━━ Data shown

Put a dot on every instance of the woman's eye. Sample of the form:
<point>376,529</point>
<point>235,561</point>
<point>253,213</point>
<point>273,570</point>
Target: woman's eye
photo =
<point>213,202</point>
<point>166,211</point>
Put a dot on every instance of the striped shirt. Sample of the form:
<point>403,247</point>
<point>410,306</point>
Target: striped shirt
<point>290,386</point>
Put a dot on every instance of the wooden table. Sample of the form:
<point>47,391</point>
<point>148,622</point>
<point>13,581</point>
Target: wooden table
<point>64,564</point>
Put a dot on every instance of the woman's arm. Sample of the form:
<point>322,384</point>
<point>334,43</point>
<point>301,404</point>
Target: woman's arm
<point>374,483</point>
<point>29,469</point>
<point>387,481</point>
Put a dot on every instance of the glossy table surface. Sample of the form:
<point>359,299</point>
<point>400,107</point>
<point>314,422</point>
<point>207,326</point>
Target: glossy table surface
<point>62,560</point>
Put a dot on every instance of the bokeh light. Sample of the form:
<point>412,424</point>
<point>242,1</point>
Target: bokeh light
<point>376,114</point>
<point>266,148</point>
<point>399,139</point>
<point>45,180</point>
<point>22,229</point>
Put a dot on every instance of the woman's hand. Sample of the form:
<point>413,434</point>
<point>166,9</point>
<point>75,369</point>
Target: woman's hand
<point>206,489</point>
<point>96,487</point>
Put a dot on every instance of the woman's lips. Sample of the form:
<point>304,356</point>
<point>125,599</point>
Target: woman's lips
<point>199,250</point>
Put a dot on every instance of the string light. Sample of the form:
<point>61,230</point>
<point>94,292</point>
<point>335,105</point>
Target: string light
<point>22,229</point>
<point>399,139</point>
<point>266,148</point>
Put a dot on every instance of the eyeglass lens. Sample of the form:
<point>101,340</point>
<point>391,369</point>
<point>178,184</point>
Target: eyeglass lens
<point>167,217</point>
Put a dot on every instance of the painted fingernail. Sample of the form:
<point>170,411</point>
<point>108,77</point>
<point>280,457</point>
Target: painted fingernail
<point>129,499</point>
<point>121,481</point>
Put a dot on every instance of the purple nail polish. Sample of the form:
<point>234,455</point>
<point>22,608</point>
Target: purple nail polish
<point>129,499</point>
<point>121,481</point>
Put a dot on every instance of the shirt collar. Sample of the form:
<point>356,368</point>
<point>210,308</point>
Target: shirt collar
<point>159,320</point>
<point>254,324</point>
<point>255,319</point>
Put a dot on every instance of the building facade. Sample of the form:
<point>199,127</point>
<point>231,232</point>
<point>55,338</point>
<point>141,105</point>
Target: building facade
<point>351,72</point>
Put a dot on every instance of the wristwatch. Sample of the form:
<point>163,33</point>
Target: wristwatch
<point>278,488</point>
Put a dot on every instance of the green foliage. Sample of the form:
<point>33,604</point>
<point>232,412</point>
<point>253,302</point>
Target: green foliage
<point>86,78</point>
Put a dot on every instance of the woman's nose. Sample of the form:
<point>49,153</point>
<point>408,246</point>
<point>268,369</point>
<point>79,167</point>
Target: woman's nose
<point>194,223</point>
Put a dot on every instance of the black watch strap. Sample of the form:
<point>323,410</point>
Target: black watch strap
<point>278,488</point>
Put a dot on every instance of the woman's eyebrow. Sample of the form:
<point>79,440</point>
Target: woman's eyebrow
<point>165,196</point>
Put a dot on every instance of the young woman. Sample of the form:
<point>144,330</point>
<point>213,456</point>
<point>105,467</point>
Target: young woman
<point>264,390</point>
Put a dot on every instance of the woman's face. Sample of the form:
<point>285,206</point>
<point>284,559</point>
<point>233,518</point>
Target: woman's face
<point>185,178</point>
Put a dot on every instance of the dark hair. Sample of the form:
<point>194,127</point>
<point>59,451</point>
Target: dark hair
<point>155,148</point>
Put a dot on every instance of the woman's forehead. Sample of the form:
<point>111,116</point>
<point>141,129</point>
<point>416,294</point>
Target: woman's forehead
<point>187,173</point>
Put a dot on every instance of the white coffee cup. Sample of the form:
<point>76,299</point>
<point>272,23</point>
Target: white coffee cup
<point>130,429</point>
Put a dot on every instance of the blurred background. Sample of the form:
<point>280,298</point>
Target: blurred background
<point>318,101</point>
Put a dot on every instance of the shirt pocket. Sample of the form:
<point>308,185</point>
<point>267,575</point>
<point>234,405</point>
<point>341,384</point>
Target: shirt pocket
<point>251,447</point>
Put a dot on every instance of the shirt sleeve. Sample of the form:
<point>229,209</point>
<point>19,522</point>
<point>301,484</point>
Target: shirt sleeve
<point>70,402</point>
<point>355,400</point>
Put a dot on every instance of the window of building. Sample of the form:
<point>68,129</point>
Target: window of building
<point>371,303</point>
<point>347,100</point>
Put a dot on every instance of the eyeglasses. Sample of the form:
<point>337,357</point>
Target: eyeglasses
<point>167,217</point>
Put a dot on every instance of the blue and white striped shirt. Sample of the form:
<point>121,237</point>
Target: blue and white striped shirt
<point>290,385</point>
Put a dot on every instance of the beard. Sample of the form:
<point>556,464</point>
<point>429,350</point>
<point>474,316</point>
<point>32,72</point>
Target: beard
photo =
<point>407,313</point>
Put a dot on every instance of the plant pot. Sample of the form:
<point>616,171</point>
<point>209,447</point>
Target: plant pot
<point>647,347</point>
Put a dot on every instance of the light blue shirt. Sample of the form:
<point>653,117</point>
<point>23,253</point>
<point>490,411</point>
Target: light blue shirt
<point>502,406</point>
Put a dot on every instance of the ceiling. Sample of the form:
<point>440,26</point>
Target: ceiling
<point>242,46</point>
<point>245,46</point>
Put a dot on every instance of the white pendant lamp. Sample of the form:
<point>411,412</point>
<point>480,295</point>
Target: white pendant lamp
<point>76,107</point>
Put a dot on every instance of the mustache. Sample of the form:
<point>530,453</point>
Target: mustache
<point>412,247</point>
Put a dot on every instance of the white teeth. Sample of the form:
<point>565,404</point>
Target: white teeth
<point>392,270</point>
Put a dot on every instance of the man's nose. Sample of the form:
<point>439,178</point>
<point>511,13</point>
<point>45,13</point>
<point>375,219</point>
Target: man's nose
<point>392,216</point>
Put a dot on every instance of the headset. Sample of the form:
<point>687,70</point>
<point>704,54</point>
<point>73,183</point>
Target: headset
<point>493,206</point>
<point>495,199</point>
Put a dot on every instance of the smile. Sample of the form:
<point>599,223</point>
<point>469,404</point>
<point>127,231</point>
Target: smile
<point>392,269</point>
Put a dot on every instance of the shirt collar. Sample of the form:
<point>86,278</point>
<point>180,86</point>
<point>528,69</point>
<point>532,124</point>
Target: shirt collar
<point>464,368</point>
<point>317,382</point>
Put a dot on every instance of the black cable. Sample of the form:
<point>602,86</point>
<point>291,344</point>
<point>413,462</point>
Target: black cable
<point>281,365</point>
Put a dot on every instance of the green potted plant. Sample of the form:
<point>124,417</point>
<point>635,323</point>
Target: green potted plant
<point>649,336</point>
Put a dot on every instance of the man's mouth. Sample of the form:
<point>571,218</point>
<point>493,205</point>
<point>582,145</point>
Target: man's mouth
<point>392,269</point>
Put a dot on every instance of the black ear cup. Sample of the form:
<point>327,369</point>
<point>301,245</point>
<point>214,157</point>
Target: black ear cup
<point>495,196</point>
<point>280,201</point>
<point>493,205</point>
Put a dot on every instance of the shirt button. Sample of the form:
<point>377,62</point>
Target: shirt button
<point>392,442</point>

━━━━

Exercise directions
The records above are to be printed in full, exactly as they appear.

Answer for the task
Put a dot on every instance of the woman's eye. Sample of the form:
<point>376,529</point>
<point>235,561</point>
<point>253,213</point>
<point>273,570</point>
Target: woman's eye
photo =
<point>213,202</point>
<point>166,211</point>
Put a dot on every instance of the striped shirt. Sample of the form:
<point>403,247</point>
<point>410,306</point>
Target: striped shirt
<point>290,386</point>
Put a dot on every instance of the wooden table. Sample of the form:
<point>47,391</point>
<point>148,622</point>
<point>13,581</point>
Target: wooden table
<point>64,564</point>
Put a dot on every instance of the woman's arm. Sample of the form:
<point>322,384</point>
<point>334,43</point>
<point>301,404</point>
Target: woman's arm
<point>374,483</point>
<point>29,469</point>
<point>387,481</point>
Put a dot on every instance of the glossy table surface. Sample of the form:
<point>359,299</point>
<point>400,107</point>
<point>314,422</point>
<point>207,326</point>
Target: glossy table surface
<point>62,560</point>
Put a dot on every instance of the bokeh light. Sample of the form:
<point>412,424</point>
<point>242,1</point>
Target: bokeh light
<point>376,114</point>
<point>266,148</point>
<point>399,139</point>
<point>45,180</point>
<point>22,229</point>
Put a dot on every instance of the woman's hand. Sample of the form:
<point>413,434</point>
<point>166,9</point>
<point>75,369</point>
Target: woman's hand
<point>206,489</point>
<point>96,487</point>
Put a dot on every instance of the woman's lips. Sample of the form:
<point>304,356</point>
<point>125,599</point>
Target: woman's lips
<point>199,250</point>
Put a dot on every instance of the string light. Sample of the form:
<point>61,230</point>
<point>94,292</point>
<point>335,105</point>
Target: string light
<point>22,229</point>
<point>399,139</point>
<point>266,148</point>
Put a dot on every instance of the eyeglass lens. Sample of the form:
<point>101,340</point>
<point>391,369</point>
<point>178,184</point>
Target: eyeglass lens
<point>167,217</point>
Put a dot on every instance of the painted fingernail. Sample of the form:
<point>170,411</point>
<point>108,77</point>
<point>280,457</point>
Target: painted fingernail
<point>129,499</point>
<point>121,481</point>
Put a dot on every instance of the purple nail polish. Sample of the form:
<point>234,455</point>
<point>22,608</point>
Target: purple nail polish
<point>129,499</point>
<point>121,481</point>
Put a dot on every instance of the shirt collar. Sample of the form:
<point>356,368</point>
<point>210,308</point>
Target: shirt collar
<point>159,320</point>
<point>254,324</point>
<point>255,319</point>
Put a dot on every instance of the building facade. Sample of the form:
<point>199,127</point>
<point>231,232</point>
<point>55,338</point>
<point>141,105</point>
Target: building facade
<point>351,72</point>
Put a dot on every instance of the wristwatch. Sample of the form:
<point>163,33</point>
Target: wristwatch
<point>278,488</point>
Put a dot on every instance of the green foliage. Sample of the form:
<point>33,604</point>
<point>232,412</point>
<point>253,302</point>
Target: green foliage
<point>86,78</point>
Put a dot on every instance of the woman's nose. Sample of the form:
<point>49,153</point>
<point>408,246</point>
<point>268,369</point>
<point>79,167</point>
Target: woman's nose
<point>194,223</point>
Put a dot on every instance of the black watch strap. Sample of the form:
<point>323,410</point>
Target: black watch strap
<point>278,488</point>
Put a dot on every instance of the woman's eyebrow. Sample of the form:
<point>79,440</point>
Target: woman's eyebrow
<point>165,196</point>
Put a dot on every instance of the young woman. Sample of the form:
<point>144,330</point>
<point>213,456</point>
<point>105,467</point>
Target: young woman
<point>264,390</point>
Put a dot on every instance of the woman's face. Sample of the form:
<point>285,206</point>
<point>284,559</point>
<point>233,518</point>
Target: woman's face
<point>185,178</point>
Put a dot on every instance of the dark hair. Sample of the form:
<point>194,127</point>
<point>59,451</point>
Target: dark hair
<point>155,148</point>
Put a dot on every instance of the woman's forehead. Sample of the form:
<point>111,116</point>
<point>141,129</point>
<point>416,294</point>
Target: woman's forehead
<point>187,173</point>
Put a dot on every instance of the white coffee cup. Sample of the form:
<point>76,299</point>
<point>272,23</point>
Target: white coffee cup
<point>130,429</point>
Put a dot on every instance of the blurred background. Sample of the form:
<point>280,298</point>
Target: blurred background
<point>318,101</point>
Put a dot on every instance of the shirt pocket. Sample of the form:
<point>308,185</point>
<point>267,575</point>
<point>234,405</point>
<point>341,384</point>
Target: shirt pocket
<point>251,447</point>
Put a dot on every instance of the shirt sleeve. Sample of the form:
<point>229,209</point>
<point>19,522</point>
<point>301,484</point>
Target: shirt sleeve
<point>70,402</point>
<point>355,400</point>
Put a dot on every instance of the window of building. Sample of the form:
<point>68,129</point>
Target: window of building
<point>371,303</point>
<point>347,100</point>
Put a dot on every instance of the eyeglasses. Sample of the form:
<point>337,357</point>
Target: eyeglasses
<point>167,217</point>
Put a dot on every instance of the blue and white striped shirt. Sample of the form:
<point>121,237</point>
Target: blue and white striped shirt
<point>290,385</point>
Put a dot on every instance of the beard. Sample of the form:
<point>556,464</point>
<point>429,350</point>
<point>474,316</point>
<point>32,72</point>
Target: beard
photo =
<point>407,313</point>
Put a dot on every instance of the plant pot. Sample of the form:
<point>616,171</point>
<point>209,447</point>
Target: plant pot
<point>647,347</point>
Put a dot on every instance of the light blue shirt. Sample of the form:
<point>653,117</point>
<point>23,253</point>
<point>490,411</point>
Target: light blue shirt
<point>502,406</point>
Put a dot on every instance of the ceiling. Sample of the form:
<point>440,26</point>
Target: ceiling
<point>242,46</point>
<point>245,46</point>
Put a dot on every instance of the white pendant lamp. Sample of the form:
<point>411,412</point>
<point>480,295</point>
Target: white pendant lamp
<point>76,107</point>
Put a dot on every instance of the mustache. Sample of the form:
<point>530,453</point>
Target: mustache
<point>412,247</point>
Put a dot on every instance of the white teeth. Sample of the form:
<point>565,404</point>
Target: white teeth
<point>392,270</point>
Put a dot on every instance of the man's nose. Sample of the form:
<point>439,178</point>
<point>511,13</point>
<point>45,13</point>
<point>375,219</point>
Target: man's nose
<point>392,216</point>
Put a dot on every instance of the headset. Sample of the form:
<point>687,70</point>
<point>704,54</point>
<point>73,183</point>
Target: headset
<point>493,206</point>
<point>495,199</point>
Put a dot on every instance of the smile. Sample of the form:
<point>599,223</point>
<point>469,404</point>
<point>127,231</point>
Target: smile
<point>392,269</point>
Put a dot on every instance of the shirt collar. Sample of the form:
<point>86,278</point>
<point>180,86</point>
<point>528,69</point>
<point>532,124</point>
Target: shirt collar
<point>464,368</point>
<point>317,382</point>
Put a dot on every instance of the black cable. Sample of the form:
<point>602,86</point>
<point>291,344</point>
<point>413,462</point>
Target: black cable
<point>281,365</point>
Put a dot on every instance of the green potted plant. Sample of the form:
<point>124,417</point>
<point>635,323</point>
Target: green potted plant
<point>649,336</point>
Put a dot on every instance of the man's mouth. Sample of the form:
<point>571,218</point>
<point>493,205</point>
<point>582,145</point>
Target: man's mouth
<point>392,269</point>
Put a dot on every instance of the black ear cup. Sample of the form:
<point>327,369</point>
<point>301,245</point>
<point>214,157</point>
Target: black ear cup
<point>495,196</point>
<point>280,201</point>
<point>493,205</point>
Put a dot on every instance of the shirt button. Sample of the form:
<point>377,62</point>
Target: shirt button
<point>392,442</point>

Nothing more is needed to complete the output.